Start of AVAILABLE RECORDS

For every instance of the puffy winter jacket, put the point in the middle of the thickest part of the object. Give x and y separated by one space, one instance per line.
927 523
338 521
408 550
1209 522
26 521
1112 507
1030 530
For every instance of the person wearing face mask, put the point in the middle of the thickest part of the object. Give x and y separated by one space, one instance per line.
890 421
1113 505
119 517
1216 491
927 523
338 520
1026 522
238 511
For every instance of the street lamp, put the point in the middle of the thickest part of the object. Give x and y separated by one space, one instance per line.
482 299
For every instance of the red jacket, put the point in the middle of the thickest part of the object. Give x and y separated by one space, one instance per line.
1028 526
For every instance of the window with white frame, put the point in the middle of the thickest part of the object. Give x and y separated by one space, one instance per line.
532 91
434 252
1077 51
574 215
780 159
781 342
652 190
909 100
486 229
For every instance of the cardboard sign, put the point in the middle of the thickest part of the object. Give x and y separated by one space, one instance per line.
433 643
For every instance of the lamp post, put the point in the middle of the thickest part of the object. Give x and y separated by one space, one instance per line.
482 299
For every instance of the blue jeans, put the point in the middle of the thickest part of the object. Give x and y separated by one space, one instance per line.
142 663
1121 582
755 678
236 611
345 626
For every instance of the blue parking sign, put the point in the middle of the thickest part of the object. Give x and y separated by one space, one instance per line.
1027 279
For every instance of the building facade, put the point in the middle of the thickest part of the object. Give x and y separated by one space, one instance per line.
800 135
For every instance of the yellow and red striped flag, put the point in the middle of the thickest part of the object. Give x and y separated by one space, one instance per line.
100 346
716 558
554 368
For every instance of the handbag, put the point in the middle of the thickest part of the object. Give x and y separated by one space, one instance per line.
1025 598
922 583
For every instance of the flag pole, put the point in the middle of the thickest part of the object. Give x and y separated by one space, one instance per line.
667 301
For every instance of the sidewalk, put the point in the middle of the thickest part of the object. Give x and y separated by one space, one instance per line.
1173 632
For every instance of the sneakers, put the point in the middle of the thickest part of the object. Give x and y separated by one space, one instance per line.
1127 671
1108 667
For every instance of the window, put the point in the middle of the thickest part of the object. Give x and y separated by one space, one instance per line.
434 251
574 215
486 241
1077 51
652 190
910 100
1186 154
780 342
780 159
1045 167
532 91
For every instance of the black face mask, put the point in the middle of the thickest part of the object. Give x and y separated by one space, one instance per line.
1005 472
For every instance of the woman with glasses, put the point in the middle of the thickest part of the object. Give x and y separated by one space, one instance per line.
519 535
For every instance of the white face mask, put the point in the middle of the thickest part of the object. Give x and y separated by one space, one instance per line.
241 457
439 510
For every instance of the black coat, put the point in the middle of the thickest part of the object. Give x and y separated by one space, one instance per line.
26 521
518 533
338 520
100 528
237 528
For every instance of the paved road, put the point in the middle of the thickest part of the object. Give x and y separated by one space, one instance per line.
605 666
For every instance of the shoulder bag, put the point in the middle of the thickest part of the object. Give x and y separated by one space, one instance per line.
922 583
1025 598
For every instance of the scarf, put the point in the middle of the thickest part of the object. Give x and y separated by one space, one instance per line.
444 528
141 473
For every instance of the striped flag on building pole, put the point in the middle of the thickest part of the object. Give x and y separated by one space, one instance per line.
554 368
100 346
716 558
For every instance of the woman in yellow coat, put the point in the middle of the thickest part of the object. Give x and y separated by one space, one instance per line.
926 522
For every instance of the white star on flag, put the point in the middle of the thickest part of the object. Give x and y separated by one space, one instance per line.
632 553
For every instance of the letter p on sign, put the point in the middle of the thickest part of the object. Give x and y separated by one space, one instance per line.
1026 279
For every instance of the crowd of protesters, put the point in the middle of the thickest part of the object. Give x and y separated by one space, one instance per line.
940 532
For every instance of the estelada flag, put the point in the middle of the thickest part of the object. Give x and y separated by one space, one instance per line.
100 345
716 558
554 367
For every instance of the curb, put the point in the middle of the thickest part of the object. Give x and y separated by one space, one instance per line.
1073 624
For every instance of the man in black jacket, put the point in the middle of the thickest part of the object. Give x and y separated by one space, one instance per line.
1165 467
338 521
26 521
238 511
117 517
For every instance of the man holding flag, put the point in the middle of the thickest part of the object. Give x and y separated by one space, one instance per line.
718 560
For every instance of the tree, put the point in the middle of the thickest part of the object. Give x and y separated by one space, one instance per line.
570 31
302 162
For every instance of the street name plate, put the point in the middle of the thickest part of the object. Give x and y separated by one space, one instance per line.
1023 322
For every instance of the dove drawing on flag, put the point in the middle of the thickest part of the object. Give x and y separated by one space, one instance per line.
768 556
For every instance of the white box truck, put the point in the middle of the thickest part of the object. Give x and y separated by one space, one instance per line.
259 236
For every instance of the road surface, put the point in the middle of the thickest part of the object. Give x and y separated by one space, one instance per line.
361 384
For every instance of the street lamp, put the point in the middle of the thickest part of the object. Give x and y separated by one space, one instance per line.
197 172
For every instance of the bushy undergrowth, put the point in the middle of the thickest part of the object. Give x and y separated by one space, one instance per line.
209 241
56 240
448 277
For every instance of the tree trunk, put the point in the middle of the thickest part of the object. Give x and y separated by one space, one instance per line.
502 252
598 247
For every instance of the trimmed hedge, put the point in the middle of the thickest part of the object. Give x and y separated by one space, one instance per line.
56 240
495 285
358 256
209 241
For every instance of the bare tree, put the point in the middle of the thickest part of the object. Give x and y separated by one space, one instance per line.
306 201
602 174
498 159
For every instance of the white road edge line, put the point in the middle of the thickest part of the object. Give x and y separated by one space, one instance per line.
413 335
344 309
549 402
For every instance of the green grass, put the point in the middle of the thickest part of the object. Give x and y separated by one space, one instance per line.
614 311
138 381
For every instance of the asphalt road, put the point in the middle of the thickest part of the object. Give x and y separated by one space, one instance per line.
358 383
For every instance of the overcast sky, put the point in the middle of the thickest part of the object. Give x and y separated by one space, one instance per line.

End of AVAILABLE RECORDS

#### [GOAL]
From the line that contains "For every instance of the white road" down to the last line of the listing above, repeat each line exactly, and include nothing else.

#### [SOLVED EXERCISE]
For every instance of the white road edge line, put the point in the middle of the thickest part of the object. Give x and y separated by one space, one instance per line.
413 335
344 309
549 402
For every instance of the green grass, put the point in the middle of the thickest part of the object. Give x and y separated by one space, one instance per line.
614 311
138 381
For every instance of the asphalt road, put the point in the middle of the thickest part of the object. Give x and y separated by one space, one instance per line.
358 383
For every instance of the overcast sky, put the point in the middle of the thickest part of the object. Give x and y separated by one space, one instance per line.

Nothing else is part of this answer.